## Aim of the task
Reproduce exactly the lines from the line containing "For this evaluation, locate the table runner" through the end of the records below, including both ends, and nothing else.
------ Records for the task
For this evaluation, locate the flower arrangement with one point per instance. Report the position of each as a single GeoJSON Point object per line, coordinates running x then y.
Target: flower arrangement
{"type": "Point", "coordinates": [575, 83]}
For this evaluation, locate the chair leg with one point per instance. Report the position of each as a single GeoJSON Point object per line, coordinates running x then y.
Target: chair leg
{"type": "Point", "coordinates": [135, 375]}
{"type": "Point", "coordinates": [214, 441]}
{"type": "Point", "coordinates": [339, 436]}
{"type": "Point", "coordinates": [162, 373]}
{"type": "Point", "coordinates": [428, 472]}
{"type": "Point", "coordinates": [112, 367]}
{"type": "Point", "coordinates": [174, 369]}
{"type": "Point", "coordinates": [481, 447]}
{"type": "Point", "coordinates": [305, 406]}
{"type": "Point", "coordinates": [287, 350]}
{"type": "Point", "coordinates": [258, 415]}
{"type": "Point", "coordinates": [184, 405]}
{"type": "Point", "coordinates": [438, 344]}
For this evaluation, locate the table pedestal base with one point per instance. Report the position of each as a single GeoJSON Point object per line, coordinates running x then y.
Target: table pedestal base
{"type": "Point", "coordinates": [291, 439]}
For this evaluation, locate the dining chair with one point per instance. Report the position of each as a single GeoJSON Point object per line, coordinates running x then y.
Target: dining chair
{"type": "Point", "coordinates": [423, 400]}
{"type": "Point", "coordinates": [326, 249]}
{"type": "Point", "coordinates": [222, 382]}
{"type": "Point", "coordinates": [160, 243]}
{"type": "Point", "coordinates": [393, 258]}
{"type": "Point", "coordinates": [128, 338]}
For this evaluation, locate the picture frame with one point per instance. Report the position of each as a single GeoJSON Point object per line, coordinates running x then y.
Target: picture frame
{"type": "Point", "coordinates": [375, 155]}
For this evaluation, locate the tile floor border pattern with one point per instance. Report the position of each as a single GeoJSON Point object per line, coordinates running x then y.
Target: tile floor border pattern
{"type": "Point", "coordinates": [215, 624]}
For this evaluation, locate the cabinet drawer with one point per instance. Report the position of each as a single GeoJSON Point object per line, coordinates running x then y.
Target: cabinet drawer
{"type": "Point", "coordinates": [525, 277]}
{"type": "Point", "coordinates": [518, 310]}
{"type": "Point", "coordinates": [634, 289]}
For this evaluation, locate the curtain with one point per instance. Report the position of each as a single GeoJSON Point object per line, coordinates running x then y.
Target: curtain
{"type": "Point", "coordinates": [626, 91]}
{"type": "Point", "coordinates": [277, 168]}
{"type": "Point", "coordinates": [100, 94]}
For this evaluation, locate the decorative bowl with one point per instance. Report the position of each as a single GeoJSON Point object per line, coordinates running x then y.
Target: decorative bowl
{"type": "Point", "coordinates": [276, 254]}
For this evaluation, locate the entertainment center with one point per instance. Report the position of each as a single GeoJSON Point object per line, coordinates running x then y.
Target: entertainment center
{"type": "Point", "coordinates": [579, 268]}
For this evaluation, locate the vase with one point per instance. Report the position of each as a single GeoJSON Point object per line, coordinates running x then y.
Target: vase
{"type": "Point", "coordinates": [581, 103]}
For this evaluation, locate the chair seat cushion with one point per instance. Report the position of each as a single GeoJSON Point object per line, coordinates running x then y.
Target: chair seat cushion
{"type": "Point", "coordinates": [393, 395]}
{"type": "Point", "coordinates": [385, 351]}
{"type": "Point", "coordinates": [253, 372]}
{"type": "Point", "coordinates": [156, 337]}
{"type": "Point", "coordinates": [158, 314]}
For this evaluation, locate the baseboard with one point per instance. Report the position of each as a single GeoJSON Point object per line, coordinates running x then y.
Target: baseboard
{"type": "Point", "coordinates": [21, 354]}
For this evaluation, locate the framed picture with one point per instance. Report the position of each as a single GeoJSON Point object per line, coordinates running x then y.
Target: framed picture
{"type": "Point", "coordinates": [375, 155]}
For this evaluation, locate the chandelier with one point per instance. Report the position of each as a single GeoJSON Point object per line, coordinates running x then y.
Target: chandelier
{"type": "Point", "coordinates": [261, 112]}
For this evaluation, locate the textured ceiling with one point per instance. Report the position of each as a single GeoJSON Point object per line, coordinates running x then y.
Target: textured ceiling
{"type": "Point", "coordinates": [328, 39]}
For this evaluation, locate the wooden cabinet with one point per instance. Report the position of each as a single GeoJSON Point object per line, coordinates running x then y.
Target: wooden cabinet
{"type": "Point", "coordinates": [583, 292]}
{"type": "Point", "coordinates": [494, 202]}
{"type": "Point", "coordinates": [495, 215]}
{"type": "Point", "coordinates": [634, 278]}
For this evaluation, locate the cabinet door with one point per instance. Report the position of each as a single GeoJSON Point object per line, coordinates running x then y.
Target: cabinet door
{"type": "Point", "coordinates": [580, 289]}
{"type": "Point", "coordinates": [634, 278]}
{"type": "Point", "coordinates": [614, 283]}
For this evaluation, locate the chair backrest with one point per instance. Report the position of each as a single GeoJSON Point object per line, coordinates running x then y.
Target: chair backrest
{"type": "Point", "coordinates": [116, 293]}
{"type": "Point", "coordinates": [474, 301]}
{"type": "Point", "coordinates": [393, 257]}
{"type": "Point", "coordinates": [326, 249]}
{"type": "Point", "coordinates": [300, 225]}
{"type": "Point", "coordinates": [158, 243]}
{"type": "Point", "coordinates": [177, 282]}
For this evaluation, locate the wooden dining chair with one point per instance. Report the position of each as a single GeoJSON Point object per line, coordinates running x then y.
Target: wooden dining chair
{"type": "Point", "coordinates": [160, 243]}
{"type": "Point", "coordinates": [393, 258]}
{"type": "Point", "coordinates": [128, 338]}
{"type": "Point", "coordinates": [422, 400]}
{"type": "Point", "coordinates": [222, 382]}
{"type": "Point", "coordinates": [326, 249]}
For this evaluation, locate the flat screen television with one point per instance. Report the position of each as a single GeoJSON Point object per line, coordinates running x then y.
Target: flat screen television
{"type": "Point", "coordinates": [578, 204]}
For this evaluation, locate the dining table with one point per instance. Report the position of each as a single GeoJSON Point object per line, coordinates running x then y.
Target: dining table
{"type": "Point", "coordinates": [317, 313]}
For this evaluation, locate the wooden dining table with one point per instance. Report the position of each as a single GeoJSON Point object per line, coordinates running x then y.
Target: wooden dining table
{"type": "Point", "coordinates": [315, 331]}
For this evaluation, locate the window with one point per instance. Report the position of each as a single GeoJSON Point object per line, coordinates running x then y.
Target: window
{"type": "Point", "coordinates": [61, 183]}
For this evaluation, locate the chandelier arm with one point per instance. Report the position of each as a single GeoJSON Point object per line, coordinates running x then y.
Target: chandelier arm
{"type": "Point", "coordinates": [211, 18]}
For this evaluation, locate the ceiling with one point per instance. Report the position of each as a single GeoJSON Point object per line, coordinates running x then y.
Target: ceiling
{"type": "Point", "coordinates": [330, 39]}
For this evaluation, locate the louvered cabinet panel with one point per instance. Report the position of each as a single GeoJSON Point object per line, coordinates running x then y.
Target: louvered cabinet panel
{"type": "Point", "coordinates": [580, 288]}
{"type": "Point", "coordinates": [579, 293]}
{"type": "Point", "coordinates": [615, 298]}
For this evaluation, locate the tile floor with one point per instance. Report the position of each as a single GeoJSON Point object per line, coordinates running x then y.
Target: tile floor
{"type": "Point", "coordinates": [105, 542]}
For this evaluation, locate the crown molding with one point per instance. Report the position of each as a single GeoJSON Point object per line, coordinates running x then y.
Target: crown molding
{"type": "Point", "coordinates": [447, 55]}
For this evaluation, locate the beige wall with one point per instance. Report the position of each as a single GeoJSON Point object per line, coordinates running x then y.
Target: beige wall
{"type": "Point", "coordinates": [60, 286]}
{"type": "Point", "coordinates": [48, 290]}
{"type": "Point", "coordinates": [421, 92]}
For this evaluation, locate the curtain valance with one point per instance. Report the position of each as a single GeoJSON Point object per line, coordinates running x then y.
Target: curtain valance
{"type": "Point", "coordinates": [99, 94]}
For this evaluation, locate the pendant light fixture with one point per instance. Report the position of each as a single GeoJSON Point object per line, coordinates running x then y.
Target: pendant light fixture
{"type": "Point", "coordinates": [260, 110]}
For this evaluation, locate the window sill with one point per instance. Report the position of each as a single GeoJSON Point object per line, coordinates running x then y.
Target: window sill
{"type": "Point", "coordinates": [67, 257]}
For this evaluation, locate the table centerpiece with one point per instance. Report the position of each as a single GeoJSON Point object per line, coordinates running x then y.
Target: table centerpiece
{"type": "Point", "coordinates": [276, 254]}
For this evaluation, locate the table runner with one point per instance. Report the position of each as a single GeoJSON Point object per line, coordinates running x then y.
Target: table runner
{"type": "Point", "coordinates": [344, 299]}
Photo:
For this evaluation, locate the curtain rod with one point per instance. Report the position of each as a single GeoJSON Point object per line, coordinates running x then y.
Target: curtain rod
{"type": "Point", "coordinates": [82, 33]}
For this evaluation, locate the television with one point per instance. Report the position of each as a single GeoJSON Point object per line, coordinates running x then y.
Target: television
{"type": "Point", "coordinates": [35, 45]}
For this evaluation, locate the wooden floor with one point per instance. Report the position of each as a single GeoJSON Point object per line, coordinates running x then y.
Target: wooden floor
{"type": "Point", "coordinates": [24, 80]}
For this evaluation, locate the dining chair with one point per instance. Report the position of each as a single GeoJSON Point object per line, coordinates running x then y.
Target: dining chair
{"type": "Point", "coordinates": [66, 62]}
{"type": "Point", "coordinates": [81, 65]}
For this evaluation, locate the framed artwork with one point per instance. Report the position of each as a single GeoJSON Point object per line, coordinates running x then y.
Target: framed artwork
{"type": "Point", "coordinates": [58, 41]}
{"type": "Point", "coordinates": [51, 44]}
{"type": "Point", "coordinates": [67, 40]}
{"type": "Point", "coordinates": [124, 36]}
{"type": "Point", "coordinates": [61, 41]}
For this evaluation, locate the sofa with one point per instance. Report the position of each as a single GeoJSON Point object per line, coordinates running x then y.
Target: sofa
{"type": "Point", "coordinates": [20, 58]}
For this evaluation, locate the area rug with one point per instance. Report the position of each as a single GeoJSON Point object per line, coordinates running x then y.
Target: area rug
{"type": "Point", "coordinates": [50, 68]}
------------
## Result
For this evaluation, locate the table runner with one point per instance. Report the position of each as a single GeoJSON Point object per line, coordinates running x then y.
Target: table runner
{"type": "Point", "coordinates": [344, 299]}
Photo:
For this evaluation, locate the curtain rod with one point per instance. Report the position of each as a single GeoJSON Point object per line, coordinates running x then y.
Target: curtain rod
{"type": "Point", "coordinates": [82, 33]}
For this evaluation, locate the television with one point per instance. Report the position of each as a single GeoJSON Point object per line, coordinates running x then y.
Target: television
{"type": "Point", "coordinates": [35, 45]}
For this evaluation, locate the wooden floor with one point per instance. Report the position of each as a single GeoJSON Point object per line, coordinates running x then y.
Target: wooden floor
{"type": "Point", "coordinates": [24, 80]}
For this evaluation, locate the dining chair with one point per instance. Report the position of each as a single GeoJSON Point object per line, coordinates running x then y.
Target: dining chair
{"type": "Point", "coordinates": [66, 62]}
{"type": "Point", "coordinates": [81, 65]}
For this evaluation, locate the framed artwork with one point per instance. Report the position of each as a single GeoJSON Point object per line, coordinates running x then y.
Target: framed artwork
{"type": "Point", "coordinates": [58, 41]}
{"type": "Point", "coordinates": [51, 44]}
{"type": "Point", "coordinates": [67, 40]}
{"type": "Point", "coordinates": [124, 36]}
{"type": "Point", "coordinates": [61, 41]}
For this evaluation, locate the sofa with one point per instance. Report the position of each as a single GeoJSON Point object per line, coordinates running x then y.
Target: sofa
{"type": "Point", "coordinates": [20, 58]}
For this evaluation, locate the area rug with one point per instance. Report the position of each as a single GeoJSON Point object per line, coordinates running x then y.
Target: area rug
{"type": "Point", "coordinates": [50, 68]}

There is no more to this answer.